(Records of labeled points)
--- Begin ---
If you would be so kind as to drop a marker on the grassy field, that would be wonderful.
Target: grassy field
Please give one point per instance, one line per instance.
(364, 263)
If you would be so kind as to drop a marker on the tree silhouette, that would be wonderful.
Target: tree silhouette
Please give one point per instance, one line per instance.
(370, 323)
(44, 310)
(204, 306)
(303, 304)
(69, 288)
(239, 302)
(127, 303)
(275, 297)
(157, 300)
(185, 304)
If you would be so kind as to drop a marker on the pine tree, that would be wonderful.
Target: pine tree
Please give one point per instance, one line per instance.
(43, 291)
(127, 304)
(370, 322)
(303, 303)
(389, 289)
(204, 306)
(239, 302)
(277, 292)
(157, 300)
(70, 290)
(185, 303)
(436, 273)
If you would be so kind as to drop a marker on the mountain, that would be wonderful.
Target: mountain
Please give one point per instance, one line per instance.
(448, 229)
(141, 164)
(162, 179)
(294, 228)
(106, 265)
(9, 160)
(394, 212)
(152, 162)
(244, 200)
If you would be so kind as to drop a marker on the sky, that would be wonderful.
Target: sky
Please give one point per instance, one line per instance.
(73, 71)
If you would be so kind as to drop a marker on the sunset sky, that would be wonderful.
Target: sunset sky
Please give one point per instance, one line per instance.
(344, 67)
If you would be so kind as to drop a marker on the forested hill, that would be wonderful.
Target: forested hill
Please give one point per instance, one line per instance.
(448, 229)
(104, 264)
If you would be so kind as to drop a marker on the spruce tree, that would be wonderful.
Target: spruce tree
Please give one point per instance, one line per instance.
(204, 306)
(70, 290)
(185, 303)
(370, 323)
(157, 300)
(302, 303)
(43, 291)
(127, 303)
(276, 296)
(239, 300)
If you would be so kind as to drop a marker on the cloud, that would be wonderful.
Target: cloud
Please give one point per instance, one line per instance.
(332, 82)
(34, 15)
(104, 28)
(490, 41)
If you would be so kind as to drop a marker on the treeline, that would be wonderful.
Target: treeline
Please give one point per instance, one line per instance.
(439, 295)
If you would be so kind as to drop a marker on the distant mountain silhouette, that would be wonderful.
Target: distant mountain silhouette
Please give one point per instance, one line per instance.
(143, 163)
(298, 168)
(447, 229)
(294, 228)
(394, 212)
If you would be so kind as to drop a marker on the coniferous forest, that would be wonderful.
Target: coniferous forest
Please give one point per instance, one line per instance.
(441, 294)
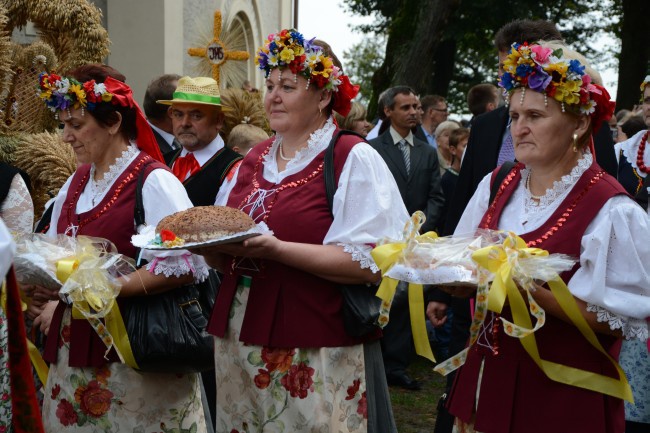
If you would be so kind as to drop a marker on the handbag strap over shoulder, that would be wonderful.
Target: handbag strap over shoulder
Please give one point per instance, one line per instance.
(328, 165)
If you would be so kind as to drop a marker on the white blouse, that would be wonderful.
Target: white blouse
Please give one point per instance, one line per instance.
(614, 277)
(367, 204)
(162, 195)
(7, 250)
(17, 210)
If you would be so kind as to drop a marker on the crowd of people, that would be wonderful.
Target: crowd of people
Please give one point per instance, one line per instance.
(544, 156)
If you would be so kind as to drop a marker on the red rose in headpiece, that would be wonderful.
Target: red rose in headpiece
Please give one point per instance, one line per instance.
(344, 95)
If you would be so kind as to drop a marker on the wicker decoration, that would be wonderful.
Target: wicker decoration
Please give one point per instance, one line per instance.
(243, 107)
(48, 161)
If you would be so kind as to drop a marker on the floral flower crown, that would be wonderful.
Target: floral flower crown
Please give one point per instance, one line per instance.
(289, 49)
(63, 93)
(546, 71)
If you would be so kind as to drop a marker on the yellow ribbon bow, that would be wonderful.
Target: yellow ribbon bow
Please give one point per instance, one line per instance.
(88, 282)
(502, 261)
(385, 257)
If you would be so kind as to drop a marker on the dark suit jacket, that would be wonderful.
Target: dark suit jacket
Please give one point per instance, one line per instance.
--- End ---
DIRECTIONS FOR THIS TASK
Can you format the lines above as a numbered list, leaving out any blank lines and keeping the pictures out of your answer?

SOLUTION TO THIS TASK
1. If you would be so kind as to drop a marker on the grassy field, that would be wonderful.
2. Target: grassy field
3. Please give one point per instance, one line per instance.
4. (364, 263)
5. If you would be so kind as to drop a marker on the tree silhouette, that would be wonderful.
6. Target: tree silhouette
7. Please give one point per instance, one line per instance.
8. (370, 323)
9. (44, 310)
10. (204, 306)
11. (303, 304)
12. (69, 288)
13. (239, 302)
14. (127, 303)
15. (275, 297)
16. (157, 300)
17. (185, 304)
18. If you would be so kind as to drop a marker on the pine tree, that would be wonderful.
19. Target: pine tree
20. Please give one point per instance, one line per instance.
21. (43, 291)
22. (127, 304)
23. (370, 322)
24. (303, 303)
25. (389, 289)
26. (204, 306)
27. (239, 302)
28. (277, 292)
29. (157, 300)
30. (70, 290)
31. (185, 303)
32. (436, 273)
33. If you would be so kind as to drop a marker on the mountain, that would be wonderful.
34. Target: mountain
35. Please give one point per instance, one line per instance.
36. (448, 229)
37. (141, 164)
38. (162, 179)
39. (294, 228)
40. (106, 265)
41. (9, 160)
42. (394, 212)
43. (152, 162)
44. (244, 200)
45. If you would be so kind as to drop a marker on the sky, that would be wonderful.
46. Target: sky
47. Please give one point per instance, one line per instance.
48. (73, 71)
49. If you would be so kind as to drop a marker on the sunset sky, that would be wonderful.
50. Target: sunset sky
51. Please give one point per instance, one line per instance.
52. (344, 67)
53. If you would be so kind as to drop a marker on the forested hill, that would be wonderful.
54. Target: forested hill
55. Please give one point per instance, one line per instance.
56. (448, 229)
57. (104, 264)
58. If you would be so kind as to drop a marker on the spruce tree, that would be wonderful.
59. Target: spruce tree
60. Please give one point per instance, one line per instance.
61. (204, 306)
62. (70, 290)
63. (185, 303)
64. (370, 323)
65. (157, 300)
66. (302, 303)
67. (43, 291)
68. (127, 303)
69. (276, 296)
70. (239, 300)
71. If you would be so kind as to drop a marker on the cloud, that would be wonderful.
72. Target: cloud
73. Please give one point per instance, one line per instance.
74. (332, 82)
75. (34, 15)
76. (104, 28)
77. (490, 41)
78. If you would be so kind as to drop a marker on the treeline, that would be wonderful.
79. Target: treeline
80. Please give one point per instance, one line per instance.
81. (439, 295)
82. If you would be so kind as to drop a marker on the distant mountain silhouette, that would be wonderful.
83. Target: distant mountain silhouette
84. Please give one point per instance, one line per instance.
85. (143, 163)
86. (298, 168)
87. (447, 229)
88. (294, 228)
89. (394, 212)
90. If you would be so kind as to drop a marker on the coniferous forest, that would be wonderful.
91. Target: coniferous forest
92. Please give one point per instance, one line per instance.
93. (441, 294)
94. If you would be so kind as to drop a marker on the handbag strap over shoulder, that would be wonderful.
95. Target: handbag strap over shoulder
96. Please give one point per instance, one line per instance.
97. (328, 165)
98. If you would be so kind as to drop a marker on the white blouse, that would be wonderful.
99. Target: white blouse
100. Please give one point per instance, one line per instance.
101. (614, 277)
102. (367, 204)
103. (162, 195)
104. (7, 250)
105. (17, 210)
106. If you would be so kind as to drop a marker on the crowd of people, that would be wonderful.
107. Target: crowd of people
108. Please give one point per instance, one line per instance.
109. (544, 156)
110. If you would be so kind as to drop a marker on the red rose in headpiece, that would be wonderful.
111. Target: red rose in headpiece
112. Please give one point per instance, one line per instance.
113. (344, 95)
114. If you would be so kind as to drop a marker on the wicker decoration, that would be wonderful.
115. Target: wicker decoration
116. Please give one point per instance, one line per instance.
117. (243, 107)
118. (48, 161)
119. If you would be so kind as to drop a marker on the floral flower crown, that would be wonderful.
120. Target: floral flower crown
121. Please give one point per instance, one line per instance.
122. (289, 49)
123. (63, 93)
124. (546, 71)
125. If you would be so kind as to drop a marker on the yellow ribbon bow, that would be wonderful.
126. Target: yellow ribbon bow
127. Please give one point per instance, one line per instance.
128. (88, 282)
129. (502, 261)
130. (385, 257)
131. If you would be so kind as to drop a marker on the dark suit jacket, that would be wonderful.
132. Target: dark suit jacket
133. Please give one point per instance, one line per instance.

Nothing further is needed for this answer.